** BEGIN Source material **
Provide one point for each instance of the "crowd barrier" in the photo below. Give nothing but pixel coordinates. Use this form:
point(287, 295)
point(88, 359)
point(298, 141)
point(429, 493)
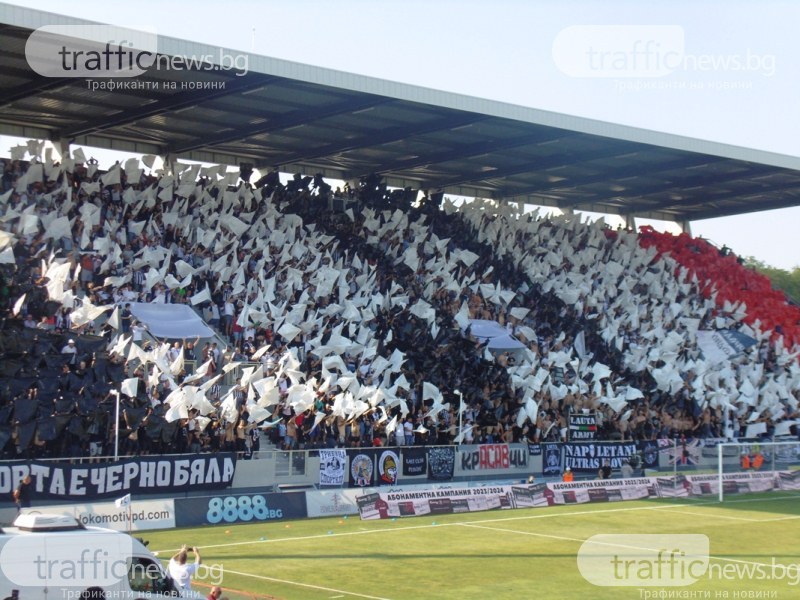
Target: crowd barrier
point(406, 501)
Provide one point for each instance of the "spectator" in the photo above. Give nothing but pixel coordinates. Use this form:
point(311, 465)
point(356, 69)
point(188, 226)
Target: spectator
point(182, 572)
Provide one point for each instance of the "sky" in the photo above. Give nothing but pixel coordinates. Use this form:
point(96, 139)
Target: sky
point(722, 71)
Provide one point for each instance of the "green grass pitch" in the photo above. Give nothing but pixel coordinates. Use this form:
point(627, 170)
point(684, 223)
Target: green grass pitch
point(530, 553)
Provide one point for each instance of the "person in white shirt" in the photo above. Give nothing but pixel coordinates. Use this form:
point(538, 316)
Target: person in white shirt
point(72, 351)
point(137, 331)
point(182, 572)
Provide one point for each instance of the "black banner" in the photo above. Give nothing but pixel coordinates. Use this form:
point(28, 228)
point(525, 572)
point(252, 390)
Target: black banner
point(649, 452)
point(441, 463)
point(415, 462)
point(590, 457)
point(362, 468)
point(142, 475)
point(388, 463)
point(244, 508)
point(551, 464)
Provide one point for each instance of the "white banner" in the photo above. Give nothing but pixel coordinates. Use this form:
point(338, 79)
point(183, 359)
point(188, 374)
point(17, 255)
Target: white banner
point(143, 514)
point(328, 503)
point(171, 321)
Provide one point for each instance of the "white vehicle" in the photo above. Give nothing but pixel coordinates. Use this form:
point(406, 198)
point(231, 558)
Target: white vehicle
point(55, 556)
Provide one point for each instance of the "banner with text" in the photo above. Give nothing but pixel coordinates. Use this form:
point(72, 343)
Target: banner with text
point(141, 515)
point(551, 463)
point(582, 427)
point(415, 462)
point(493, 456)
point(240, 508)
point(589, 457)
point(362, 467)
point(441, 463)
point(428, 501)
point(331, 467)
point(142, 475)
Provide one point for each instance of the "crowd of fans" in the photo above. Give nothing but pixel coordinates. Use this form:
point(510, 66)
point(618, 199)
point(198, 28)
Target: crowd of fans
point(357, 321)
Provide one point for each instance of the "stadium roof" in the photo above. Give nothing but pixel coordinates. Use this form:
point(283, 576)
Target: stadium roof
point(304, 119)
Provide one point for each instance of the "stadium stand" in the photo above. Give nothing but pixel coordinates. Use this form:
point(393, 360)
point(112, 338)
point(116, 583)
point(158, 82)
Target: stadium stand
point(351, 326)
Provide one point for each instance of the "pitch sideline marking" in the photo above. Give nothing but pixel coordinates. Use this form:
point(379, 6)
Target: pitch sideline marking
** END Source material **
Copy out all the records exactly, excluding pictures.

Provide one point for each instance of the "crowd barrier" in the photo below. Give nothing but pixel coordinates. Use this form:
point(287, 295)
point(88, 359)
point(298, 141)
point(429, 493)
Target: crowd barrier
point(406, 501)
Provide one point for each instance of the "spectator" in the photo above. Give nothing but pixel coordinates. Use this form:
point(311, 465)
point(356, 69)
point(188, 226)
Target: spectator
point(182, 572)
Provide one point for each instance of the "sky" in the photo above. Give nothing but pixel coordinates. Use this form:
point(96, 139)
Target: sky
point(722, 71)
Provide one point for each instance of the "green grass pitch" in the photo above. Give nothing but pixel coordinates. Use this form:
point(627, 170)
point(684, 223)
Target: green grass pitch
point(530, 553)
Provide one point for each instance of the "person in white shirt" in the photo above. Give nothing but pixel coordinates. Use this form:
point(538, 316)
Target: person in white shirt
point(72, 351)
point(137, 331)
point(182, 572)
Provide one point for each instance of the "black banner" in the photo above. Give nothing but pixel coordinates. Use this form:
point(28, 228)
point(525, 572)
point(252, 390)
Target: black banner
point(649, 452)
point(441, 463)
point(415, 462)
point(590, 457)
point(362, 468)
point(142, 475)
point(388, 463)
point(244, 508)
point(551, 464)
Provide one point for each instance of the "white banner" in the photo above. Give nothing but pixel coordinates. Use this form:
point(338, 79)
point(183, 359)
point(188, 374)
point(17, 255)
Target: white banner
point(143, 514)
point(328, 503)
point(171, 321)
Provide one point for each instance of the "white vehicle" in the photo above. Give nothing but pixel coordinates. Use this form:
point(406, 198)
point(231, 558)
Target: white vehicle
point(55, 556)
Provide one point for each instance of the "banner with text" in the photo above. Give nothing but pixel coordinates. Use this form:
point(72, 343)
Target: banner with text
point(141, 515)
point(551, 463)
point(582, 427)
point(415, 462)
point(493, 456)
point(240, 508)
point(589, 457)
point(362, 467)
point(441, 463)
point(428, 501)
point(331, 467)
point(142, 475)
Provide one point for each instance of the "crowd of fans" in the photo above. Give nothing but pixel coordinates. Use this form:
point(510, 66)
point(618, 199)
point(198, 28)
Target: crowd of fans
point(357, 321)
Provide one point for each instance of the "stadium roof" in the photo above. Give nothing but pixel coordinates. Use this form:
point(283, 576)
Target: stadium roof
point(304, 119)
Provide one point for each instance of the "stadium stand" in the photo above. Give nothing but pixel coordinates. Use this form:
point(393, 360)
point(112, 338)
point(116, 583)
point(158, 82)
Target: stadium stand
point(351, 326)
Provide one point for each instance of the "pitch sideline marking" in the photo above. Give nothing but pixel coordinates. Use this form:
point(379, 6)
Target: pitch sideline marking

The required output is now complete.